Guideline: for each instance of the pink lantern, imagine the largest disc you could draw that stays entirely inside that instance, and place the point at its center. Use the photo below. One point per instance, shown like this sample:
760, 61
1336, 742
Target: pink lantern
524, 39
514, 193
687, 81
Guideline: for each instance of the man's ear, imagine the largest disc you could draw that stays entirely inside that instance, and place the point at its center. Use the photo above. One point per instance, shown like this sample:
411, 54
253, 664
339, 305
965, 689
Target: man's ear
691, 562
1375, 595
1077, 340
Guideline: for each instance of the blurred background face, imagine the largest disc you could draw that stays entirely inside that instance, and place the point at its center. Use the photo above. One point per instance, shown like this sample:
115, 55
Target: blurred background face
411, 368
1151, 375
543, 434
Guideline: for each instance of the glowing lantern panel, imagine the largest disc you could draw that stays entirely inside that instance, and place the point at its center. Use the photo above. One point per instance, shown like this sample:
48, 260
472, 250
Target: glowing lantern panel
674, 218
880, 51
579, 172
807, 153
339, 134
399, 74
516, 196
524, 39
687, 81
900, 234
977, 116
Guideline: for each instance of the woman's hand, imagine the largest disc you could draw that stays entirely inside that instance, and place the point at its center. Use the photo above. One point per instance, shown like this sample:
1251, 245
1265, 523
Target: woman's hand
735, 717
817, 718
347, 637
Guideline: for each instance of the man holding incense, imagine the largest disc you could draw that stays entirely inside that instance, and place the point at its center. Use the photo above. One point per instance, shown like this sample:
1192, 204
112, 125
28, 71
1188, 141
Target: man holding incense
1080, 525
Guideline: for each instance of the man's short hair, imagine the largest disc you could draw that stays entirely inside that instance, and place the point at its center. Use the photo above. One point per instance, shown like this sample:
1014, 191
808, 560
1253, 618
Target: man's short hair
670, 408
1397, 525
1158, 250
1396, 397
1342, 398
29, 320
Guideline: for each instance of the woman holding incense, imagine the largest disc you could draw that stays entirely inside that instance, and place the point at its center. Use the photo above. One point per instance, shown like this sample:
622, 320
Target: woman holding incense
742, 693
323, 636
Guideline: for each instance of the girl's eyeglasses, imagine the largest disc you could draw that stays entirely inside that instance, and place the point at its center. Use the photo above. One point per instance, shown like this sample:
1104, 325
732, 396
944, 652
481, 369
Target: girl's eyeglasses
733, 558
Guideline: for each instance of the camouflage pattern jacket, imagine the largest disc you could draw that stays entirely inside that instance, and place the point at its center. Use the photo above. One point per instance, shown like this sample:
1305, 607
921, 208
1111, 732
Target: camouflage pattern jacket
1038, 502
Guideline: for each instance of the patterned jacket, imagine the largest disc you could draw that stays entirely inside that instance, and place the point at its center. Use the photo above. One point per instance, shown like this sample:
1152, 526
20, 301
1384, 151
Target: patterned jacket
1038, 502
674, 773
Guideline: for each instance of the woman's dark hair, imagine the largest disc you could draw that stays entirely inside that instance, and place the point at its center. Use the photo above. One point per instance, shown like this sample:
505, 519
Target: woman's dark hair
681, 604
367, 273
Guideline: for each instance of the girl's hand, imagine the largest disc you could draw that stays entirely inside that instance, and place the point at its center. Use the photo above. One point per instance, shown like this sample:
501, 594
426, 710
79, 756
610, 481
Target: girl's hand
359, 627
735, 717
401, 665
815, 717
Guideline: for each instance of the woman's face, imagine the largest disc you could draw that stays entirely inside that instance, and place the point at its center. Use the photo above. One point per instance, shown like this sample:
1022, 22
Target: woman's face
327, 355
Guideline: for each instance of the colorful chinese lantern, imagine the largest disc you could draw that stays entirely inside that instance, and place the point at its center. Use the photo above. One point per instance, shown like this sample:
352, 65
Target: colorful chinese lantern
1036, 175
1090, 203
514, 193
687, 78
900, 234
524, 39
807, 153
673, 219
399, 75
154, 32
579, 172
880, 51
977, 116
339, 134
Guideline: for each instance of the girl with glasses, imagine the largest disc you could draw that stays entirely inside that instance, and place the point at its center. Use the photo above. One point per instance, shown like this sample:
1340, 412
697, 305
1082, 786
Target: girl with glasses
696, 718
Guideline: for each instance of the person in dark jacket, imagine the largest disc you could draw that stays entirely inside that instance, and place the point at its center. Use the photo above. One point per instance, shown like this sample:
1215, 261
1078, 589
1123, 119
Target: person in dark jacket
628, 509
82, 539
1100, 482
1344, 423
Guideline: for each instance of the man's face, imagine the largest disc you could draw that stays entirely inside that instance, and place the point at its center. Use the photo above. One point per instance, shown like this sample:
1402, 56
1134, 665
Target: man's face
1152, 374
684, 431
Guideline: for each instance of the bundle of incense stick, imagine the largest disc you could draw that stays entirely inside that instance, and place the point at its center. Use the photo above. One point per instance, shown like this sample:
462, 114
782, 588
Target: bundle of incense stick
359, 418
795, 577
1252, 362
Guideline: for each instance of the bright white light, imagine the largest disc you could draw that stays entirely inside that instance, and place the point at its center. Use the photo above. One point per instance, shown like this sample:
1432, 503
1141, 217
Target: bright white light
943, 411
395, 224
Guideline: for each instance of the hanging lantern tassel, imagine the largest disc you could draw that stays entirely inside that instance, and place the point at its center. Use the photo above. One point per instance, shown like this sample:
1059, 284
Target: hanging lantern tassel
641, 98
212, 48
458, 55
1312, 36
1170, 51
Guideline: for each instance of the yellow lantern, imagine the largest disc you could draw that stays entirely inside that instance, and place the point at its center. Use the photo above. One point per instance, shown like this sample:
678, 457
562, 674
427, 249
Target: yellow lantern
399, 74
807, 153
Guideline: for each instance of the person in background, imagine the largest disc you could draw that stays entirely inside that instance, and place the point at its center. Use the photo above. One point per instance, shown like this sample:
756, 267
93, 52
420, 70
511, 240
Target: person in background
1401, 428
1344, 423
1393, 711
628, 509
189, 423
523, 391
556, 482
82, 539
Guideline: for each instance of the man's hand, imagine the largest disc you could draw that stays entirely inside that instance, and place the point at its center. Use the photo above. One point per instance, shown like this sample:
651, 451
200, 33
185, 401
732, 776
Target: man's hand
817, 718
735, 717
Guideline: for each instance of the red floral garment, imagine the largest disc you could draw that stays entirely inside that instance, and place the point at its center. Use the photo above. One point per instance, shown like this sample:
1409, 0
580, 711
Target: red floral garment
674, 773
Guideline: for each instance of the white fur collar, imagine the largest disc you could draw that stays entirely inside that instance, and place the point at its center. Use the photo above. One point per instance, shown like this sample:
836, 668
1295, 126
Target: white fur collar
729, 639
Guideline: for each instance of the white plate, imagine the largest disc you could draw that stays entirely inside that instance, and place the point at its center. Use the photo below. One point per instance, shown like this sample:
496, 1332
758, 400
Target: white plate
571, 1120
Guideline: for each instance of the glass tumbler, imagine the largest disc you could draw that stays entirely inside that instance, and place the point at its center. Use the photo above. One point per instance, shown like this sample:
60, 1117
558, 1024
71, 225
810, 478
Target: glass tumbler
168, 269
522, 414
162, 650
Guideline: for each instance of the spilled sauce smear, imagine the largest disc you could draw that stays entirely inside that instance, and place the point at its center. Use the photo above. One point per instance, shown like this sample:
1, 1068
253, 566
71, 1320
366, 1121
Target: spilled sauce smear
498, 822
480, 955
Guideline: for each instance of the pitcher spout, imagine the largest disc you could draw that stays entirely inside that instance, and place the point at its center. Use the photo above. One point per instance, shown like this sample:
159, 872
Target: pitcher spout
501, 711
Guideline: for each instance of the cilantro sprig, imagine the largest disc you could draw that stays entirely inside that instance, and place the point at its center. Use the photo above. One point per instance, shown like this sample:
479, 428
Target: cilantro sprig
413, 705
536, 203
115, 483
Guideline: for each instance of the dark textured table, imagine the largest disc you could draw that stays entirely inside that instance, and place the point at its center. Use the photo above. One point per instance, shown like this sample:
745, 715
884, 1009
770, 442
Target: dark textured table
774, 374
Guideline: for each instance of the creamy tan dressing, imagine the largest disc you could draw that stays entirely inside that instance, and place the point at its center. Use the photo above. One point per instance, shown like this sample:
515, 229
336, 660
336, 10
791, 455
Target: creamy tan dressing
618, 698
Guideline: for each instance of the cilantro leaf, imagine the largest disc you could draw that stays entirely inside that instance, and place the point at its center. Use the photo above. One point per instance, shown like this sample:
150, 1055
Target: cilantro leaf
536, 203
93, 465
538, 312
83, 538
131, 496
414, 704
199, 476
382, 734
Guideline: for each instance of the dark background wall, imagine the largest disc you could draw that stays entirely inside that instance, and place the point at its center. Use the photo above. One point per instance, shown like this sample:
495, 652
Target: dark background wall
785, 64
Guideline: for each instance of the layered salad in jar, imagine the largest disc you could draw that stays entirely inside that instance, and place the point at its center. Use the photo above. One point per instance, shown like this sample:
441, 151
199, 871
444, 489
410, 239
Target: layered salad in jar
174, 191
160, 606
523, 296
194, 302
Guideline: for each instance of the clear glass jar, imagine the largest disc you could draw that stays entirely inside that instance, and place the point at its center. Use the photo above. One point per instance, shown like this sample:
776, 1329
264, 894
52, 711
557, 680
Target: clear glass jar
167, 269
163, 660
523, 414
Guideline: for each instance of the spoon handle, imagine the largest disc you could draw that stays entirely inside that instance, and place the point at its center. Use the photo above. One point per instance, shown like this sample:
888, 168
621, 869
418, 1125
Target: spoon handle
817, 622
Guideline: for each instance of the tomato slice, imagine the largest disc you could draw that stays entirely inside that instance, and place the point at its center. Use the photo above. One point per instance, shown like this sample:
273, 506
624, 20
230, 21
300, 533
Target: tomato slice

## Short task
Update the lines between the one holding "Guideline: for each instance of the cilantro sprig, imagine" and the one holding "Target: cilantro sprig", inclusive, so that "cilantro sprig" becomes "parsley sprig" everywhere in them. Leave everything else as it is, and give back only those lines.

## Solution to the exercise
Guideline: for each instance of the parsley sprig, imagine the largest disc you could draw that stays entirely inside that instance, and place the point at its center. Use the photo above. One point per instance, shown like this sample:
479, 428
Target: parsley sprig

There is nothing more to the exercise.